--- EXCERPTED TEXT ---
* * * *
The user normally only needs to define:
task: what situation this message is for
constraints: hard limits such as length, phrases to keep, or phrases to avoid
Optional:
original draft: only when the user wants rewrite mode instead of generate mode
This skill then:
- Bootstraps a local runtime and downloads the default local scorer model
- Normalizes the user's input into a spec and session mode
- Creates a run folder with the spec and drafts
- Generates a baseline when the user did not provide one
- Generates multiple challenger drafts with different profiles
- Scores each candidate locally with the official scorer
- Uses failure tags to repair the next round if nothing improved
- Persists a small strategy state so the next run starts from the better policy bias
- Records each round in JSON and renders a visible report so the process is inspectable
First Run
Before the first evaluation, bootstrap the local runtime:
cd {this_skill_dir} && python3 scripts/bootstrap_runtime.py
This installs a dedicated venv under CoPaw's working directory and downloads
the default scorer model:
Inputs You Need From The User
Always collect or infer these before you start iterating:
task
hard_constraints.min_chars / hard_constraints.max_chars when length matters
hard_constraints.must_include when facts must be preserved
hard_constraints.banned_phrases for phrases the user dislikes
Optional:
Default assumptions for V1:
goal: built in, unless the user explicitly overrides it
max_rounds: defaults to 3, and stops early when the quality gate passes
style_notes: infer from the task and constraints unless the user adds special tone requirements
session_mode: generate unless the user provides an original draft
If the user does not explicitly give a spec file, create one in the run folder.
* * * *
--- EXERCISE TASKS ---
a - In the drafting-skill text above, what is the default value of max_rounds?
b - Continue the drafting-skill text above, picking up after its final sentence.

--- RECORDED INFORMATION ---
* * * *
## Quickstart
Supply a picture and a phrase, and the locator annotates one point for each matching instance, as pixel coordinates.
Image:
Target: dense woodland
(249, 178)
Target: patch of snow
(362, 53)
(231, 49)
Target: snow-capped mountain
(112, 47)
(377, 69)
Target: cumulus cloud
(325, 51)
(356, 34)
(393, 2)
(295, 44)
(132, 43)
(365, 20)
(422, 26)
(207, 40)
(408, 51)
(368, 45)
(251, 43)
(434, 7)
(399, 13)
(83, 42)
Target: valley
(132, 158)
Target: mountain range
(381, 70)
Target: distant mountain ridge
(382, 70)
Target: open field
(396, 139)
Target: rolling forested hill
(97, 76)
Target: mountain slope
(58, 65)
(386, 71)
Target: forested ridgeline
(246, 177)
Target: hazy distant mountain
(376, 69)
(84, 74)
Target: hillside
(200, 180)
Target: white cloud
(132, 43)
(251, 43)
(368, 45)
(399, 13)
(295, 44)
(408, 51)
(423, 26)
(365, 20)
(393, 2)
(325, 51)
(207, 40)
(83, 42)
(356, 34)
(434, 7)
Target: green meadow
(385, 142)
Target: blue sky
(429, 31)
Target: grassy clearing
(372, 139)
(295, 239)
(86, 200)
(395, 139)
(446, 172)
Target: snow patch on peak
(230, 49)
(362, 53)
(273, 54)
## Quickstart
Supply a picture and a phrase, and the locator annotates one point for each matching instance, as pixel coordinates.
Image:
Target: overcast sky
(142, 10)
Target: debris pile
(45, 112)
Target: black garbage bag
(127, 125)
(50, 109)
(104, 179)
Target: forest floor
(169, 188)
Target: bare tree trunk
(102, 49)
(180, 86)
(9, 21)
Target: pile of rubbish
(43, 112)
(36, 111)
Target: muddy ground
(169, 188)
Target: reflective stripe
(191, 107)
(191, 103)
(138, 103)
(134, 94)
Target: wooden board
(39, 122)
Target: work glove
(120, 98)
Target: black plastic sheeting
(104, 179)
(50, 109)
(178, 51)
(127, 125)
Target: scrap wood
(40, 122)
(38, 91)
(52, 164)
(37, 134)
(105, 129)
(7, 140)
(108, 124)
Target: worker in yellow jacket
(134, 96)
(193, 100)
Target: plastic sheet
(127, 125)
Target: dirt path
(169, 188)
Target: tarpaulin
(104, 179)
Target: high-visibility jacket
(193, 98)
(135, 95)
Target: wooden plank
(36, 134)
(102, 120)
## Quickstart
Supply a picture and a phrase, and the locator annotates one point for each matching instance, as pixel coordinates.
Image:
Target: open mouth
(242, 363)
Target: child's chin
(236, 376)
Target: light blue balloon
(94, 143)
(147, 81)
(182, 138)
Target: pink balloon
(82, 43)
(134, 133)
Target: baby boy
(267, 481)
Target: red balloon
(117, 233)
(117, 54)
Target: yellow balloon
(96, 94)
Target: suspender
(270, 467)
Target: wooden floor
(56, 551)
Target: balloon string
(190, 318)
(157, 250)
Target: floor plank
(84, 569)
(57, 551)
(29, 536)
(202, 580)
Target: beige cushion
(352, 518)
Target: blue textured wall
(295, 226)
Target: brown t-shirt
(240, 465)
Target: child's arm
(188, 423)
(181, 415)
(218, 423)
* * * *
--- SET OF ANSWERS ---
a - It defaults to 3 and stops early when the quality gate passes.

b -
If the user does not provide a custom goal, use the built-in default goal internally:
更像真人自然发送的中文沟通消息,减少模板腔、客服腔、公告腔和过度AI润色感。保持清楚、可信、有分寸。
Product Semantics
This skill follows one product rule:
- the user only needs to express intent and necessary boundaries
Split inputs into two layers.
Task Semantics: infer automatically
These are part of the task itself, not extra user constraints.
Infer them automatically from the user's intent.
Examples:
-
给催进度客户发邮件回复 means:
- output should look like an email reply, not a one-line chat message
- recipient is a customer
- tone should be professional, natural, and clear
- structure should usually include greeting + current progress + next step / time point
-
给催进度客户发微信回复 means:
- output should look like a short WeChat-style message
- recipient is a customer
- tone should be natural, concise, and human
-
给老板汇报进度 means:
- recipient is a manager
- tone should be direct, stable, and not too casual
Do not ask the user to restate these semantics as constraints.
If the task already says 邮件, 微信, 客户, 上级, 面试官, or similar, the skill should understand the output form and default tone on its own.
User Constraints: only when explicitly stated
Only treat something as a hard constraint if the user clearly says it.
Examples:
保留“明天下午”和“财务”
控制在 90 字内
不要出现“感谢您的耐心等待”
不要太像模板回复
更强势一点
不要承诺今天回复
If the user did not state a constraint, do not invent one.
No hidden hard limits. No forced formatting rules beyond what the task semantics already imply.
Priority Order
When these layers interact, apply them in this order:
- user explicit constraints
- task semantic defaults
- built-in humanize defaults
Example:
- task =
给催进度客户发邮件回复
- constraint =
控制在 60 字内
Then the output should still try to behave like an email reply, but the explicit length limit wins.
Default Behavior
When this skill is triggered, treat the following as the default workflow.
The user should not need to restate these execution steps each time.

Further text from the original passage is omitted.